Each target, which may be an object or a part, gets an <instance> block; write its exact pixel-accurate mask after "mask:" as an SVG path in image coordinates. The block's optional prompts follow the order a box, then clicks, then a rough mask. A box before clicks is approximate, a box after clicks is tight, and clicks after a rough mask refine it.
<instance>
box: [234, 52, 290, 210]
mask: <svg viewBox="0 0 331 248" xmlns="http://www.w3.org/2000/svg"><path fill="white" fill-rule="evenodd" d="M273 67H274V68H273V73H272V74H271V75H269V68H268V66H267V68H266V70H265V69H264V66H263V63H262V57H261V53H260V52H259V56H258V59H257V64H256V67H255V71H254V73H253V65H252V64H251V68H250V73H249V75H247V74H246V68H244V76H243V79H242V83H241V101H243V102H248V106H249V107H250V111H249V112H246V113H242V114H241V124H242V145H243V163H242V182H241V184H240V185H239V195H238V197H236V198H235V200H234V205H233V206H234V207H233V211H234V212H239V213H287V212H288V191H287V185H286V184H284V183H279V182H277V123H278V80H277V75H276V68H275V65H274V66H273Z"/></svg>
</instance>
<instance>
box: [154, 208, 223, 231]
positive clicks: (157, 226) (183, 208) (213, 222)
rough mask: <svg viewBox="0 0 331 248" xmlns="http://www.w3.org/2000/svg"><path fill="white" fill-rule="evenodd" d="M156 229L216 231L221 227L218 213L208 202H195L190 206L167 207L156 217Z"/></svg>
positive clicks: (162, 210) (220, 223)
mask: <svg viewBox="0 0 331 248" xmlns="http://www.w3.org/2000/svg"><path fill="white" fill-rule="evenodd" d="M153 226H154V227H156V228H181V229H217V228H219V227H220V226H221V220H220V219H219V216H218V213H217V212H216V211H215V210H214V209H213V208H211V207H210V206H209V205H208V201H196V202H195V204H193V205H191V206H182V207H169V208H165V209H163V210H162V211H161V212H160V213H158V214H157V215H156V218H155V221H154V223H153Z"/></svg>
◆ ◆ ◆
◆ TASK BRIEF ◆
The entries above are to be copied word for word.

◆ TASK SOLUTION ◆
Each target, which may be an object or a part, gets an <instance> block; write its exact pixel-accurate mask after "mask:" as an SVG path in image coordinates. The block's optional prompts follow the order a box, then clicks, then a rough mask. A box before clicks is approximate, a box after clicks is tight, and clicks after a rough mask refine it.
<instance>
box: [234, 52, 290, 210]
mask: <svg viewBox="0 0 331 248" xmlns="http://www.w3.org/2000/svg"><path fill="white" fill-rule="evenodd" d="M273 67H274V68H273V73H272V74H271V75H269V68H268V66H267V68H266V70H265V69H264V66H263V63H262V57H261V53H260V52H259V56H258V59H257V64H256V67H255V71H254V73H253V65H252V64H251V68H250V73H249V75H247V74H246V68H244V76H243V79H242V83H241V101H243V102H248V106H249V107H250V111H249V112H246V113H242V114H241V124H242V145H243V163H242V182H241V184H240V185H239V195H238V197H236V198H235V200H234V205H233V206H234V207H233V211H234V212H239V213H287V212H288V191H287V185H286V184H284V183H279V182H277V123H278V80H277V75H276V68H275V65H274V66H273Z"/></svg>
</instance>
<instance>
box: [154, 208, 223, 231]
positive clicks: (157, 226) (183, 208) (213, 222)
rough mask: <svg viewBox="0 0 331 248" xmlns="http://www.w3.org/2000/svg"><path fill="white" fill-rule="evenodd" d="M156 229L216 231L221 227L218 213L208 202H195L190 206L167 207L156 217Z"/></svg>
positive clicks: (162, 210) (220, 223)
mask: <svg viewBox="0 0 331 248" xmlns="http://www.w3.org/2000/svg"><path fill="white" fill-rule="evenodd" d="M153 226H154V227H156V228H181V229H217V228H219V227H220V226H221V220H220V219H219V216H218V213H217V212H216V211H215V210H214V209H213V208H211V207H210V206H209V205H208V201H196V202H195V204H193V205H191V206H182V207H169V208H165V209H163V210H162V211H161V212H160V213H158V214H157V215H156V218H155V221H154V223H153Z"/></svg>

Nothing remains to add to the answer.